TEXT EXCERPT =>
════════════════
On Sun, Jun 15, 2008 at 11:12:25AM -0300, Rubens Kuhl Jr. wrote:
> 1) I've seen this behavior before; you are not alone in the universe.

Thank $DEITY for that.  <grin>

> 2) Most likely there is a balanced channel on the path, either L3 or
> L2, and one of the links in the bundle is dead but has not been
> detected as such.

A multiple-link bundle which is load balanced by source/destination pair
with an undetected dud link?  I hadn't thought of that, but it does make an
*awful* lot of sense.  (Although, not being a big-network transit kinda
person, I don't know if such a thing actually exists <grin>) I'll mention it
(or ask about it) as a possibility next time I talk to the relevant people,
though.

Thanks,
- Matt

> On Sun, Jun 15, 2008 at 11:01 AM, Matt Palmer <mpalmer at hezmatt.org> wrote:
> > We're seeing some really weird issues with connections that go through / to
> > Level3 IP space.  Basically, certain "pairs" of IPs (particular L3 IPs
> > coupled with particular IPs of ours) have dodgy/nonexistent connectivity,
> > but if you change the IP at either end everything's hunky dory.
════════════════
DATA BLOCK =>
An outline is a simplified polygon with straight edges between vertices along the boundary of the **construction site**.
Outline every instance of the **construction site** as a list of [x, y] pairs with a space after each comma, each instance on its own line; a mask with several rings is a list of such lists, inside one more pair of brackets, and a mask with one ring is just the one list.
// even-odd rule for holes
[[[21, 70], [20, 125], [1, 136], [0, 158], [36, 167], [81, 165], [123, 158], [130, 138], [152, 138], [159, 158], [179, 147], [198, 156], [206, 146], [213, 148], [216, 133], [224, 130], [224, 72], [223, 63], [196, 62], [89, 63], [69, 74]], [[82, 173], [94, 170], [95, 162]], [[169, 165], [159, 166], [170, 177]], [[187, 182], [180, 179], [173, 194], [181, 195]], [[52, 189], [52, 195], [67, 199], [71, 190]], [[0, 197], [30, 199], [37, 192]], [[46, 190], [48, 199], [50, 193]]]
════════════════
GIVEN INSTRUCTION =>
In the Level3 connectivity thread, why does Matt plan to bring up the undetected dead link only as a possibility or a question? Please answer in one to three sentences.

WRITTEN ANSWER =>
Matt says he is not a big-network transit person. He doesn't know whether a multiple-link bundle load balanced by source/destination pair actually exists, so he will mention the idea or ask about it rather than state it as the cause.